Records from a dataset
--- Begin ---
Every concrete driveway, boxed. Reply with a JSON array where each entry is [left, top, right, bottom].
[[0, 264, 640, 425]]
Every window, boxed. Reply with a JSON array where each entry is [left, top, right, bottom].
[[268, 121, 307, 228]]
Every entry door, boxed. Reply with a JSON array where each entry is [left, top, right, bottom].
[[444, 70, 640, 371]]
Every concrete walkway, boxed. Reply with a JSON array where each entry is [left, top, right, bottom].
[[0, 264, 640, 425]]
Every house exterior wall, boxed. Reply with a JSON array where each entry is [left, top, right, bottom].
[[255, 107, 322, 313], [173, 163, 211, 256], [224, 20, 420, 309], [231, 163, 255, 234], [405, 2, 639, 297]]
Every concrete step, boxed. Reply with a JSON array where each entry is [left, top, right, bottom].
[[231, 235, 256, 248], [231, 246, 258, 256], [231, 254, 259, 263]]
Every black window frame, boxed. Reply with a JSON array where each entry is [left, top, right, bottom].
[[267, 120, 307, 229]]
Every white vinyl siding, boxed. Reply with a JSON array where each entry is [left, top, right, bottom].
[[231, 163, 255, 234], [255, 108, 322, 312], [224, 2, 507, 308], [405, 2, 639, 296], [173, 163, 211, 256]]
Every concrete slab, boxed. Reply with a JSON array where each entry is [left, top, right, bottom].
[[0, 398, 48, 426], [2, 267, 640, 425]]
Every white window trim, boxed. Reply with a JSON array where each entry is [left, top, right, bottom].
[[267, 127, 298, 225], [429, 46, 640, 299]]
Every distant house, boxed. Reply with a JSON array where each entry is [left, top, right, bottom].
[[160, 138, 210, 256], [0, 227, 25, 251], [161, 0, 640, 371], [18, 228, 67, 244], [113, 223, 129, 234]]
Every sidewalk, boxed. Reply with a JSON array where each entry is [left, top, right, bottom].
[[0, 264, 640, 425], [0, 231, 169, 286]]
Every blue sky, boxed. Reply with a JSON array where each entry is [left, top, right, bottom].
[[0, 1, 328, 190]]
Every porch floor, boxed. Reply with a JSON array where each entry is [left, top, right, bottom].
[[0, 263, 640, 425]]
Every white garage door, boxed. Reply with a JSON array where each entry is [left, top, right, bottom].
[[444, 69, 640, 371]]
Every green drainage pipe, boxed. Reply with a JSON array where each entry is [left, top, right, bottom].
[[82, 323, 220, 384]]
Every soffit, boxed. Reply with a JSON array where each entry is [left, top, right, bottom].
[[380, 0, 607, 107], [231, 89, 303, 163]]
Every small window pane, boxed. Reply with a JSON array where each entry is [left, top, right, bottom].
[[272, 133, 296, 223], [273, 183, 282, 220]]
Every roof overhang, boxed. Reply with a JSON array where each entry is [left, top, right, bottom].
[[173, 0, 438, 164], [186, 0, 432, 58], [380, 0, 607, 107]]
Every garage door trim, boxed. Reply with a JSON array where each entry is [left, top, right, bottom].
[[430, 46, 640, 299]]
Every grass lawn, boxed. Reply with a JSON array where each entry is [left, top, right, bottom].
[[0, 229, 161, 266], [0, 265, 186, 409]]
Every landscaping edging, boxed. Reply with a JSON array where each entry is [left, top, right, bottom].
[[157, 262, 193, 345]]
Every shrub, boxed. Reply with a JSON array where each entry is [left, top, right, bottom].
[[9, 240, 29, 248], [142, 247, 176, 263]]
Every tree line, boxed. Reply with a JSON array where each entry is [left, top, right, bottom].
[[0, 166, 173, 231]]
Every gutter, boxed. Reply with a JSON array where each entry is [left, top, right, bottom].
--- End ---
- **TASK OBJECTIVE**: Locate each line of the data containing the word "door" and copy those lines. Uppercase and lowercase letters must match.

- **ANSWER TO THIS TASK**:
Every entry door, boxed. Reply with a JSON array where each entry is [left, top, right, bottom].
Every white garage door, boxed. Reply with a JSON array where each entry is [left, top, right, bottom].
Every garage door trim, boxed. Reply with a JSON array where each entry is [left, top, right, bottom].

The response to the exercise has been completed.